## What needs to be done
Give the count of lines in the data that include the string "rocky", with no added remarks.

## Data in this exercise
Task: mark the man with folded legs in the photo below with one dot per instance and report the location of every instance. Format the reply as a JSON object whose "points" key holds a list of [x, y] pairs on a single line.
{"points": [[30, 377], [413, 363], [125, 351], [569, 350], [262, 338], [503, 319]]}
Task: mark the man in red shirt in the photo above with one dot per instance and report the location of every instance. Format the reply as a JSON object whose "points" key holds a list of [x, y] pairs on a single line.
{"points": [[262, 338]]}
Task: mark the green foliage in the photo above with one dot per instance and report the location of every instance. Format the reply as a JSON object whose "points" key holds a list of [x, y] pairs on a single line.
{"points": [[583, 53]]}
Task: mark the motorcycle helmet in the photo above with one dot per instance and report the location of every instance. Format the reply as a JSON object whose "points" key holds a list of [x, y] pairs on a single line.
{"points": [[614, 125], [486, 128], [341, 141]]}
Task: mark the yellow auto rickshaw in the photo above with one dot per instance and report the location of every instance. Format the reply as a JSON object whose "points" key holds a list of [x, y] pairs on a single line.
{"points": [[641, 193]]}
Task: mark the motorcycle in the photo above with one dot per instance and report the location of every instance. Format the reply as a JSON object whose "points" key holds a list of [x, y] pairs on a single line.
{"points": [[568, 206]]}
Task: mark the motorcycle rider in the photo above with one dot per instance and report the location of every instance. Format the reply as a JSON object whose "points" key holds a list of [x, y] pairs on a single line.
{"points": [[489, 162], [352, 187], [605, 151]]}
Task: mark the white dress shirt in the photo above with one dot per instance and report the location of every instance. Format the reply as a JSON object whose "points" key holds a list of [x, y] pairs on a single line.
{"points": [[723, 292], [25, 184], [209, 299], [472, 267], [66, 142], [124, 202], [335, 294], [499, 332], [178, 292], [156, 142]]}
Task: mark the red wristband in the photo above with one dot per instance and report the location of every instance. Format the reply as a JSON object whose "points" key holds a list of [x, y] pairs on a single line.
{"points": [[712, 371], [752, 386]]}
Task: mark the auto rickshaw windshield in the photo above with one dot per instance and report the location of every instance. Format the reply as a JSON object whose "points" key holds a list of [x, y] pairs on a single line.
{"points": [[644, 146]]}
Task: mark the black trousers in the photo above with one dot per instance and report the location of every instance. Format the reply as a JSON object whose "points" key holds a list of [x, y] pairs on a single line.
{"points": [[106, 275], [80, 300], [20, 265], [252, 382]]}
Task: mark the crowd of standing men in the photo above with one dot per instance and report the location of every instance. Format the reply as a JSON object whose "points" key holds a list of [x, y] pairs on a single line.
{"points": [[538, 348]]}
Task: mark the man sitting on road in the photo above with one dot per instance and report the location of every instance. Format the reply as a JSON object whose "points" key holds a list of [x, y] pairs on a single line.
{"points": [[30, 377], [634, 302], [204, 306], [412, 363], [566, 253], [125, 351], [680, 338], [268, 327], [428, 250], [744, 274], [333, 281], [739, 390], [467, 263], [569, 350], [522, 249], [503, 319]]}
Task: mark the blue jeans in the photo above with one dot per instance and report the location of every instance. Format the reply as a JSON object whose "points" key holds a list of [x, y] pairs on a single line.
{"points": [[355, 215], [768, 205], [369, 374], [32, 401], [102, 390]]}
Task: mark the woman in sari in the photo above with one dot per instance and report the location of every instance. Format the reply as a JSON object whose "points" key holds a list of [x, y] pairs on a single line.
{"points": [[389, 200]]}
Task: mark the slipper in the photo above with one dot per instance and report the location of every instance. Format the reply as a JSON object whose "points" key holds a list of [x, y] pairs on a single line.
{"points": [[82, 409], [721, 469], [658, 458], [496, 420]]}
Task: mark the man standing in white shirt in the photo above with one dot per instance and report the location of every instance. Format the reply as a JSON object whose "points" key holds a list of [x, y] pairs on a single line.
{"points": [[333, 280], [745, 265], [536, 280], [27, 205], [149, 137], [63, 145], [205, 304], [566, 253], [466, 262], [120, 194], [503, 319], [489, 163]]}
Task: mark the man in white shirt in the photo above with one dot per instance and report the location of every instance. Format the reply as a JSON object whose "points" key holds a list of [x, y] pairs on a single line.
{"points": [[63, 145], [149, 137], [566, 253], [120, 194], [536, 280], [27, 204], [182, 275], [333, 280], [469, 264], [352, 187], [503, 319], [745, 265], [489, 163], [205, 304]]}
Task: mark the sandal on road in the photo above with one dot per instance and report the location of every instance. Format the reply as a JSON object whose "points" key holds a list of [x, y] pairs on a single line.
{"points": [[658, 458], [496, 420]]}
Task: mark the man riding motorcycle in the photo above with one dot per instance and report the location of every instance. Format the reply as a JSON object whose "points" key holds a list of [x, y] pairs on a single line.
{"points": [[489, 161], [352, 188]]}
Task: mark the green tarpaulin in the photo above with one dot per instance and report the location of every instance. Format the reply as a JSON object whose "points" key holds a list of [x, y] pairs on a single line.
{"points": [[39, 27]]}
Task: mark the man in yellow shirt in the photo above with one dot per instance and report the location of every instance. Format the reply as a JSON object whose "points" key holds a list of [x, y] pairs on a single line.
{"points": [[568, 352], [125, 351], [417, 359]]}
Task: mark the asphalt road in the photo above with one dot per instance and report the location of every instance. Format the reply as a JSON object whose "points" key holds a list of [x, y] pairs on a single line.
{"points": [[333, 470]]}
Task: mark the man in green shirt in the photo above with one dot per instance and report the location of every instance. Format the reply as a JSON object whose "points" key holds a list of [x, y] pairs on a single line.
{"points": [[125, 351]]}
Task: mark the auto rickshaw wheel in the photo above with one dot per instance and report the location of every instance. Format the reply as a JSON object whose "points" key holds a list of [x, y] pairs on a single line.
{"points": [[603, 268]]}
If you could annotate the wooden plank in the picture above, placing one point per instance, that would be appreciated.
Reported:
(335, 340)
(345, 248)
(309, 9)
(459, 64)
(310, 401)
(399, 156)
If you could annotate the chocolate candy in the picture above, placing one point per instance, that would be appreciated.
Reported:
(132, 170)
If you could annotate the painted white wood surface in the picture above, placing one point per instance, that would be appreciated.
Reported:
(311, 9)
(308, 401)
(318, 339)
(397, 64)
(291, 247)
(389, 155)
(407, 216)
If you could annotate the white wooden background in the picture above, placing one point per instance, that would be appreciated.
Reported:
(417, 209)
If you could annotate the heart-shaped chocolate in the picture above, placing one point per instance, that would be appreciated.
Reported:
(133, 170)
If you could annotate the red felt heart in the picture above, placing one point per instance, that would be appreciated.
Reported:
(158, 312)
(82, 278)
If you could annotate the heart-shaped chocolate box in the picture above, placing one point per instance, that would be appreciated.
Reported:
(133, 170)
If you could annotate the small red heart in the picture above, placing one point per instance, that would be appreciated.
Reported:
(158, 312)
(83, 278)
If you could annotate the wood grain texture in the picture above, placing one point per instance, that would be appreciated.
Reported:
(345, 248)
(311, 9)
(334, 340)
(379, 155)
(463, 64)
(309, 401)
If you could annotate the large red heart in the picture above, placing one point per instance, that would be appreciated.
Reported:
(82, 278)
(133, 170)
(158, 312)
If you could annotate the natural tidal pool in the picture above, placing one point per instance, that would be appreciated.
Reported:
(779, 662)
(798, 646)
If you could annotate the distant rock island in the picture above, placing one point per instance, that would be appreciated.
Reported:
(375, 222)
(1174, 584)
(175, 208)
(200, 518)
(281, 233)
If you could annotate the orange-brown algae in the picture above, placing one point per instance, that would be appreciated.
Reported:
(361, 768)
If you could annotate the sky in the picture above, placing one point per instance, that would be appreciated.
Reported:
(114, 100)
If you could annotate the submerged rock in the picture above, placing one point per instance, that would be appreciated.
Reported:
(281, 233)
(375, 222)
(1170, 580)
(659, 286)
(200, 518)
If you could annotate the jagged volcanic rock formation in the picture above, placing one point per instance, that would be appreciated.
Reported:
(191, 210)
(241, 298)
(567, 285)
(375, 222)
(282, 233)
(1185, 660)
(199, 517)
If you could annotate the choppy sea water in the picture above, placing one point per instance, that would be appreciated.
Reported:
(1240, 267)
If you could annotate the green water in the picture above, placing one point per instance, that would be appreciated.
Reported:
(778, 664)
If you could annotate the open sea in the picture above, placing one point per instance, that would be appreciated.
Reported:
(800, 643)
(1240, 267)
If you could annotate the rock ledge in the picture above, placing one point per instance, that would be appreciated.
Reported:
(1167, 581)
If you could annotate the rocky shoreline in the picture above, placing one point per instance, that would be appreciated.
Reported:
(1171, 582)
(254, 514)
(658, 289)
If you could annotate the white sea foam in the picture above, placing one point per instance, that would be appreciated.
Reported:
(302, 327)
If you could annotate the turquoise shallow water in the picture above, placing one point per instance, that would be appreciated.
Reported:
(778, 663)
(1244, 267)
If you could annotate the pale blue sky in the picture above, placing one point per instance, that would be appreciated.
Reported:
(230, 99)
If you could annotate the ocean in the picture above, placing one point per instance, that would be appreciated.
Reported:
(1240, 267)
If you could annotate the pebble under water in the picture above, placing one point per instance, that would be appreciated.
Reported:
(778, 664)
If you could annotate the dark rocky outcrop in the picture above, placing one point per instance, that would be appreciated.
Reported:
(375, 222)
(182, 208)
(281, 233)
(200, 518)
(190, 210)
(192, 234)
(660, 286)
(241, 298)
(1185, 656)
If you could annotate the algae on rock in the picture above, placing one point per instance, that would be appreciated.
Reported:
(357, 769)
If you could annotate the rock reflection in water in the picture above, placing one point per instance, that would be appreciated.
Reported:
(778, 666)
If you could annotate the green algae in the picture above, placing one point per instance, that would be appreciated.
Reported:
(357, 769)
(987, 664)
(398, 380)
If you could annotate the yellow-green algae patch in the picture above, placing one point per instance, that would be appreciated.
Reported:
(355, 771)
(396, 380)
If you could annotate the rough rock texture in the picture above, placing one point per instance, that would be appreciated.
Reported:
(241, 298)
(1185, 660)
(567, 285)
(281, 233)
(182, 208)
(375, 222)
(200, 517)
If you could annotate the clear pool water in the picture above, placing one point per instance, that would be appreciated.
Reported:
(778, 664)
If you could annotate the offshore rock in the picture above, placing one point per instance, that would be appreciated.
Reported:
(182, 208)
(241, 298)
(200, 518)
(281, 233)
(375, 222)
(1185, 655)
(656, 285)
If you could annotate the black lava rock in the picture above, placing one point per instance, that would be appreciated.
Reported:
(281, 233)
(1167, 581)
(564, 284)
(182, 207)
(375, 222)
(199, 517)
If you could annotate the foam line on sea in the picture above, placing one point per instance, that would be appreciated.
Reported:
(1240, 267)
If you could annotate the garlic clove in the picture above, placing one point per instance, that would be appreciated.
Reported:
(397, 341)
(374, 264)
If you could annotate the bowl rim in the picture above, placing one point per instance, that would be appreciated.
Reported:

## Result for this exercise
2